## TASK DIRECTIONS
Reproduce the entire listing exactly. Leave the pictures out.

## MATERIAL PROVIDED
== == ==

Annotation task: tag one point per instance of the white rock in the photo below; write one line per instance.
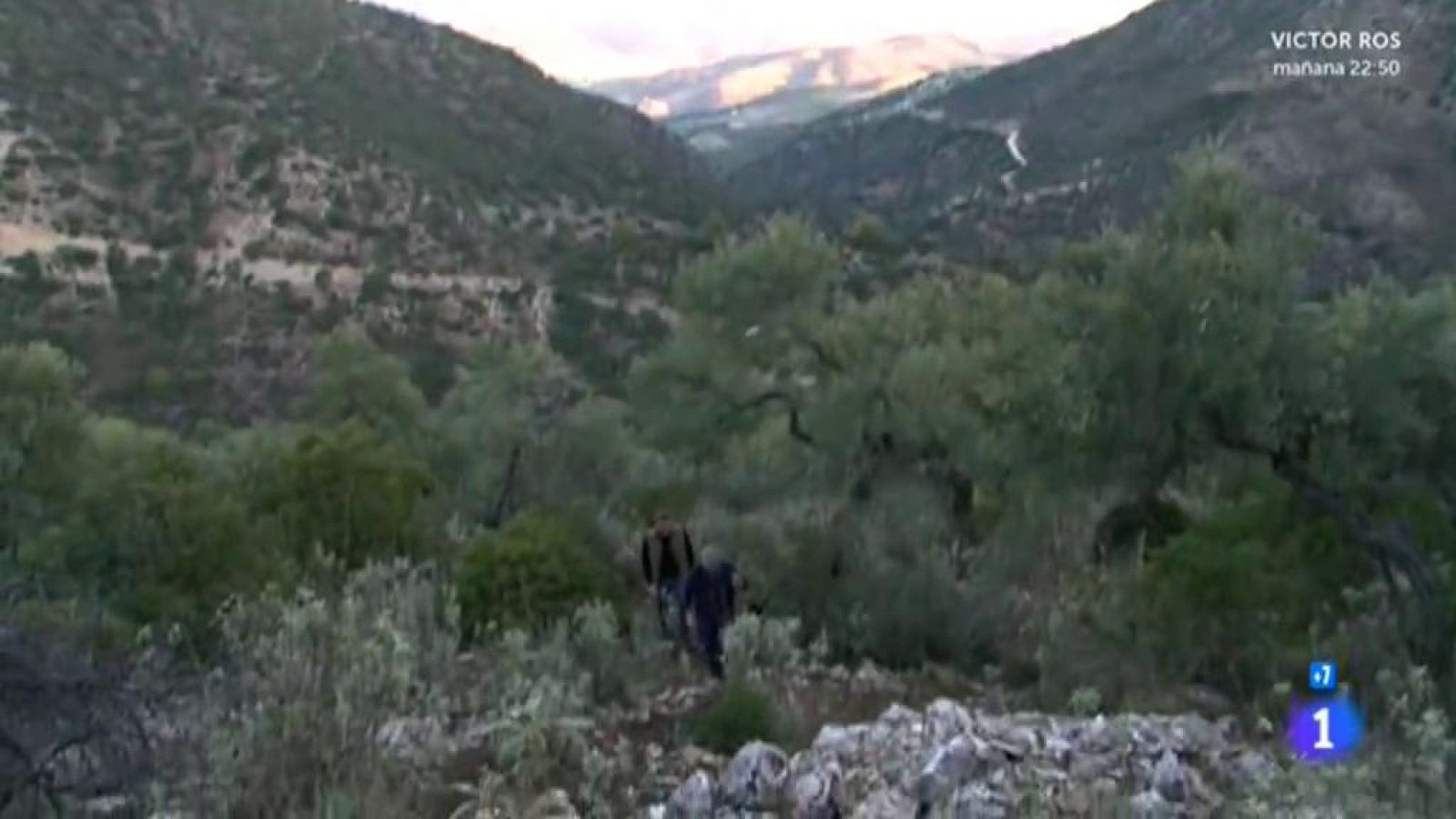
(819, 794)
(756, 777)
(1169, 778)
(945, 720)
(1148, 804)
(693, 799)
(885, 804)
(412, 739)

== == ==

## WRITTEN SOLUTION
Annotation task: tag one point per instance of the white rock in the photo below; write one line per instance.
(819, 794)
(756, 777)
(1169, 778)
(945, 720)
(1148, 804)
(693, 799)
(885, 804)
(412, 739)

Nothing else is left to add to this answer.